Which lines of the data contain the string "outputFormat"? Gather each of them.

+ + + +

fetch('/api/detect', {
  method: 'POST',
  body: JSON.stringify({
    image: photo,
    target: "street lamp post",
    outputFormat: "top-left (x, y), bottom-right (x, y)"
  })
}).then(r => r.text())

+ + + +

■ ANSWER IN FULL ■
    outputFormat: "top-left (x, y), bottom-right (x, y)"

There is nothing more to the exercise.